BEGIN PROVIDED INFORMATION
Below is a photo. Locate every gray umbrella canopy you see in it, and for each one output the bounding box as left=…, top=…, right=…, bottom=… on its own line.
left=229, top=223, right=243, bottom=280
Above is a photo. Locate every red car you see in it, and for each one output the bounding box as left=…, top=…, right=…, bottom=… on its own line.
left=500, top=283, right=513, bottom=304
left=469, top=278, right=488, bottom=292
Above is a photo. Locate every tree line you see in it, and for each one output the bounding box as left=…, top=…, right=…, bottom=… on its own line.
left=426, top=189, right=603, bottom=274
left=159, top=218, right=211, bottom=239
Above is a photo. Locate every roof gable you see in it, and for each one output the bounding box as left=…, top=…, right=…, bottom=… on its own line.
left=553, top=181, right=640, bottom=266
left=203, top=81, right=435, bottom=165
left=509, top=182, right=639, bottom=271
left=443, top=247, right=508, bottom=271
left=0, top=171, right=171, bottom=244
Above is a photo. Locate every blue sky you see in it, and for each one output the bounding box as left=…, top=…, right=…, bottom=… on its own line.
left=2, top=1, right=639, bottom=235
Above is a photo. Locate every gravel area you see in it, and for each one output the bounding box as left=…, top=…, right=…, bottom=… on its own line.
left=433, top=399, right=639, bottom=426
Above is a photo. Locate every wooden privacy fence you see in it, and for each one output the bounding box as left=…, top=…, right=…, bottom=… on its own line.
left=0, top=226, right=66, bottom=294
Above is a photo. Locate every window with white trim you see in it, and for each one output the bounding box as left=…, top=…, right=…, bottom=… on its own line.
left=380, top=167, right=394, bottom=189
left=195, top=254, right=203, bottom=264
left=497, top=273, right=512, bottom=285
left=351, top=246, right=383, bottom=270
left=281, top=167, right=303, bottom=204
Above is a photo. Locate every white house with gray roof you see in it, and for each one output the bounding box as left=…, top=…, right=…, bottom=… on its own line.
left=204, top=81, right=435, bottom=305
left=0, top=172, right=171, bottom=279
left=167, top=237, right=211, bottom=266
END PROVIDED INFORMATION
__ASSIGNMENT__: Print out each line of the data exactly.

__TASK OUTPUT__:
Below is a photo. Locate every gray umbrella canopy you see in it, and for each one output the bounding box as left=…, top=…, right=…, bottom=… on its own line.
left=229, top=223, right=243, bottom=280
Above is a photo. Locate every red car you see in it, and for each one output the bounding box as left=…, top=…, right=…, bottom=… on its own line.
left=500, top=283, right=513, bottom=304
left=469, top=278, right=488, bottom=292
Above is a photo. Locate every tree line you see in it, and for each one output the bounding box as left=…, top=…, right=…, bottom=… on its own line.
left=426, top=189, right=603, bottom=274
left=159, top=218, right=211, bottom=239
Above is a photo. Locate every roof gable you see in it, and for each one output the bounding box as left=…, top=…, right=…, bottom=… on its own line.
left=553, top=181, right=640, bottom=266
left=203, top=81, right=435, bottom=165
left=509, top=182, right=639, bottom=271
left=443, top=247, right=508, bottom=271
left=0, top=171, right=171, bottom=244
Above is a photo. Locate every blue sky you see in it, and for each one output the bounding box as left=…, top=…, right=…, bottom=… on its own line.
left=2, top=1, right=639, bottom=235
Above is a photo. Locate every gravel area you see in it, and for each one output the bounding box as left=…, top=…, right=…, bottom=… on its own line.
left=433, top=399, right=639, bottom=426
Above is a photo. Locate every wooden privacy fence you see in it, and for each one output the bounding box as left=…, top=…, right=…, bottom=… on its own line.
left=0, top=226, right=66, bottom=294
Above is a photo. Locate every window with white trim you see in it, and for each one output the bounding box as left=…, top=…, right=…, bottom=… on its own line.
left=380, top=167, right=394, bottom=189
left=195, top=254, right=203, bottom=264
left=497, top=273, right=512, bottom=285
left=351, top=246, right=383, bottom=270
left=281, top=167, right=303, bottom=204
Above is a photo. Locate every white house with gray roof you see in it, and for each one output the bounding box as left=…, top=…, right=…, bottom=… on its own line.
left=204, top=81, right=435, bottom=305
left=0, top=172, right=171, bottom=279
left=167, top=237, right=211, bottom=266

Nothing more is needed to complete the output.